After the Bengals, continues Walsh, "I coordinated the offense in San Diego one year for Tommy Prothro, with even more freedom to express myself." Then he turned around, and he was middleaged. Whether or not it blew in from Brown, sore at losing his Xs-and-Os man, Walsh felt a definite coolness in the marketplace. "I was 45 before I even had an interview for a head coaching job in the N.F.L." He could hear teams thinking: "Why hasn't he been a head coach before now? What's the flaw?" And whispering: "A good technician, not a head coach." To be somebody's head coach, not to mention his own man, Walsh went back to college football, to Stanford, where he had assisted John Ralston in the mid-'60s.
His way with quarterbacks had always been his most obvious gift. In Walsh's time with the Bengals, Ken Anderson was the top-rated passer in the league twice, and Greg Cook once. At San Diego he made Dan Fouts one of the best passers in the league. All of his quarterbacks speak warmly and a little wondrously of Walsh. At Stanford, he touched Guy Benjamin and Steve Dils. They moved to the head of the N.C.A.A. passing charts, and Stanford won bowl games, and Walsh won coaching awards, and he was happy, except. . .
hy do I need the N.F.L.?" he asked himself when the 49ers called two years ago. "Stanford is the ideal atmosphere for coaching football--the most brilliant people, one of the honest, legitimate programs. There is dignity to it, playing against machines and beating them." All the same, Walsh did need to be a head coach in the N.F.L.
"We're going to tactically approach offense while building defense," proclaimed the new coach and general manager. Probably nobody understood. But that is exactly what Walsh has been doing.

[Records held in a dataset]
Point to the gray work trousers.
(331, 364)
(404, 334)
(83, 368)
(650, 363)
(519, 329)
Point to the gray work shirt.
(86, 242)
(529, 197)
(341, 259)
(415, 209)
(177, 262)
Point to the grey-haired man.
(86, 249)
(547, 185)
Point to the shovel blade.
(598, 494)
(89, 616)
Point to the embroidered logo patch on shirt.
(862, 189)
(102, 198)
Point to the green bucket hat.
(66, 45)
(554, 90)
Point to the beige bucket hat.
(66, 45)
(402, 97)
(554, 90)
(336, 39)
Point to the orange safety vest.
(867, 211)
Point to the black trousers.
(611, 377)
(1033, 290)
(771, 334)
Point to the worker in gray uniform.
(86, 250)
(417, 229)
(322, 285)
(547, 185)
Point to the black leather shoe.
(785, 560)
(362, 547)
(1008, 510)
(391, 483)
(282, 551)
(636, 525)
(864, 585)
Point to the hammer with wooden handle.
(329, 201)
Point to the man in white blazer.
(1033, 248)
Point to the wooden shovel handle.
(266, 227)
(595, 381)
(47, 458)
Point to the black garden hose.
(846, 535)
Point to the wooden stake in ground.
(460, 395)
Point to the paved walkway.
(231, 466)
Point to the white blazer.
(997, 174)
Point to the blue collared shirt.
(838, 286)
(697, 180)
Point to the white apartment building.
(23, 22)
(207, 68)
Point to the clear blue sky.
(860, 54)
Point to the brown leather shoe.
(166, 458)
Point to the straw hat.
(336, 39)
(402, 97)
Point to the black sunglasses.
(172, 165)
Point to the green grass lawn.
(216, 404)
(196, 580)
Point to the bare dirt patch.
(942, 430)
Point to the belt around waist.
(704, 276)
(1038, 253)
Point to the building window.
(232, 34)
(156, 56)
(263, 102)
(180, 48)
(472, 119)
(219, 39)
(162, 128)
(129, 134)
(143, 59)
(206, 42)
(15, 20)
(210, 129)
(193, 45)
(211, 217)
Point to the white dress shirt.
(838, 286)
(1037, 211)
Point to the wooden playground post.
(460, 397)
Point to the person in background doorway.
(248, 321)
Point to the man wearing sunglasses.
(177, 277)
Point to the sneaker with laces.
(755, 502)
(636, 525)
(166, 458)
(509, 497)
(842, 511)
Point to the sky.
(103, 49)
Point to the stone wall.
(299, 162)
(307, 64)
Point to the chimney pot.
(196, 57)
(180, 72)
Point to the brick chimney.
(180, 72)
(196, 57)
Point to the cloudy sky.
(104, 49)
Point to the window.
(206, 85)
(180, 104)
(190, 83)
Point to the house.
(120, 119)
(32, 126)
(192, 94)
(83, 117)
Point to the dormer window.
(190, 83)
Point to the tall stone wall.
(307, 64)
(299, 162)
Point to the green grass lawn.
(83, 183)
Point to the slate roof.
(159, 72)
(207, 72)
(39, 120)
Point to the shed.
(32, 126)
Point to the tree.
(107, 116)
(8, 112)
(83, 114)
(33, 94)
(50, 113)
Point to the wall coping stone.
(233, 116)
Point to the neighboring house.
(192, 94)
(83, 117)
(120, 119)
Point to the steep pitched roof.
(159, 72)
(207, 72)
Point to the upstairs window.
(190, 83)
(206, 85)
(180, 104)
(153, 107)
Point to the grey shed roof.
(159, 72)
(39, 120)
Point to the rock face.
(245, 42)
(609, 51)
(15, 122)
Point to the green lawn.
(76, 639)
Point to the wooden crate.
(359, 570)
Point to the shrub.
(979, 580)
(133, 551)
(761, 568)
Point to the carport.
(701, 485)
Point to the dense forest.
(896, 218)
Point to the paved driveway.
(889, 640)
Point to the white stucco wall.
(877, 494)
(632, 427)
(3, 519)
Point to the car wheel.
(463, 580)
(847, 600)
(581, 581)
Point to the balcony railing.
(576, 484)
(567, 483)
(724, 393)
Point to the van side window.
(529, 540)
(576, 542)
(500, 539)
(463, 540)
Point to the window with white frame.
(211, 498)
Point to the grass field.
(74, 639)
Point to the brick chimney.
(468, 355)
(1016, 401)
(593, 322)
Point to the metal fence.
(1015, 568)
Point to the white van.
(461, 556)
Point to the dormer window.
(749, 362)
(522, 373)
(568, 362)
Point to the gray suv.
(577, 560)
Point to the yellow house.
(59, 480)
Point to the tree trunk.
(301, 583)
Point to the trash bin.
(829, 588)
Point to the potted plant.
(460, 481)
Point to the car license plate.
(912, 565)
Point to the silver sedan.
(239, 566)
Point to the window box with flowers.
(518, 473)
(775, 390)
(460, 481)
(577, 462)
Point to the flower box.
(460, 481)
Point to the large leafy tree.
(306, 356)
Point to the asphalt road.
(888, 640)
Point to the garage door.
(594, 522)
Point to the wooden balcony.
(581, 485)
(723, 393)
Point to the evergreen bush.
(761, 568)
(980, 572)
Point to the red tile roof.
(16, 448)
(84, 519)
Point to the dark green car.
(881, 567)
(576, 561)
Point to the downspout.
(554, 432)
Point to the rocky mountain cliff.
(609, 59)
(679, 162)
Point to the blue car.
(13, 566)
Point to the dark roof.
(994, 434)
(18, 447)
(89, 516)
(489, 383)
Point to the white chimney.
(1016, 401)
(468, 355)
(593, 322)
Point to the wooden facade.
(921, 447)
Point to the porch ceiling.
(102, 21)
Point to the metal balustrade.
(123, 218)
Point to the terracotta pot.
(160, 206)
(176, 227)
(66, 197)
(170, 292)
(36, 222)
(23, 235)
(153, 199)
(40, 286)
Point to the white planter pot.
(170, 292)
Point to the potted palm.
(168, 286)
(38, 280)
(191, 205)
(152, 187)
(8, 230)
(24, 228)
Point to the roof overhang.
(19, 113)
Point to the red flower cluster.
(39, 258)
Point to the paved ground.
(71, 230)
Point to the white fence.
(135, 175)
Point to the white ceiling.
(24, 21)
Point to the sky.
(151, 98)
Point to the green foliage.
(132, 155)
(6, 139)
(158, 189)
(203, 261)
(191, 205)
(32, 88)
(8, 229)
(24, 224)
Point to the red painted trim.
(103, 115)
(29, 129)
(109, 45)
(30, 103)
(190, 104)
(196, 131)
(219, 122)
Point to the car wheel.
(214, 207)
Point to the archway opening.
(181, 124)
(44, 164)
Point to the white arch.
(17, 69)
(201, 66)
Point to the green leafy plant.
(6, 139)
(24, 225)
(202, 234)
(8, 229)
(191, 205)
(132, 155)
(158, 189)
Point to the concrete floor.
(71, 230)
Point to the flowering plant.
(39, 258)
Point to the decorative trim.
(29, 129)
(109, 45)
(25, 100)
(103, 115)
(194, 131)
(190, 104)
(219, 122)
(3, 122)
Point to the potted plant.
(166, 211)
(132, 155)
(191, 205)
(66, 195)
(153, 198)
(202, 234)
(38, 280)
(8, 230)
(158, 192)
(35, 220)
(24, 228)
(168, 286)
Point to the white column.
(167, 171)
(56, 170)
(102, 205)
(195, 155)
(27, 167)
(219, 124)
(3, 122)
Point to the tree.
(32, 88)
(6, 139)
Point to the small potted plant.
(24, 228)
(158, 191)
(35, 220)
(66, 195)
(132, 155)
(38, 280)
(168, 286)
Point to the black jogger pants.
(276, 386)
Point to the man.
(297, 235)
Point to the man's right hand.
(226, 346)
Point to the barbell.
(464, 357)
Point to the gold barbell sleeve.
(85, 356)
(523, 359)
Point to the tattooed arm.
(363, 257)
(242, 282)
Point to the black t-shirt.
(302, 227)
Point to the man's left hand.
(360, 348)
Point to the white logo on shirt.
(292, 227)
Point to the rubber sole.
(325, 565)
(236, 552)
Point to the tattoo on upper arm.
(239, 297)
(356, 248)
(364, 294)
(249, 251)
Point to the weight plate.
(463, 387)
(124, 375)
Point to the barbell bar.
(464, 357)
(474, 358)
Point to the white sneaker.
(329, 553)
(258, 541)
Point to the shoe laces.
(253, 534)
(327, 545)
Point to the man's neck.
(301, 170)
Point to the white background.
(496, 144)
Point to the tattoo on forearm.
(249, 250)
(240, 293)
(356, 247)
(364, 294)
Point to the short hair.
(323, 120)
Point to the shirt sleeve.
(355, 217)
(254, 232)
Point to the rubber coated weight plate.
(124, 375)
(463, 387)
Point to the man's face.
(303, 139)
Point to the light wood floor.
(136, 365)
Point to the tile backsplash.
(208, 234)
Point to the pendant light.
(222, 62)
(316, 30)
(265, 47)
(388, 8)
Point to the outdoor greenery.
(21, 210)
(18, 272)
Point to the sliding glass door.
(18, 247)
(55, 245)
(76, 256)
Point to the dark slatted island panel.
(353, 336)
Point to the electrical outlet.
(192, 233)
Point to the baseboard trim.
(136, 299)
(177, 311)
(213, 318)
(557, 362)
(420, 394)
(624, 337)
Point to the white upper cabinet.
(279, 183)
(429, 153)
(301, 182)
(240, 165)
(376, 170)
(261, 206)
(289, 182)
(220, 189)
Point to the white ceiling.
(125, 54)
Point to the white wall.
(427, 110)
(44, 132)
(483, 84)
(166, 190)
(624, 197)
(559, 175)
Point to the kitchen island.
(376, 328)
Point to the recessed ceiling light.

(Objective) Reproduce, word for word, the stretch of the passage on Walsh's coaching career from "His way with" through "except. . .".

(Written answer)
His way with quarterbacks had always been his most obvious gift. In Walsh's time with the Bengals, Ken Anderson was the top-rated passer in the league twice, and Greg Cook once. At San Diego he made Dan Fouts one of the best passers in the league. All of his quarterbacks speak warmly and a little wondrously of Walsh. At Stanford, he touched Guy Benjamin and Steve Dils. They moved to the head of the N.C.A.A. passing charts, and Stanford won bowl games, and Walsh won coaching awards, and he was happy, except. . .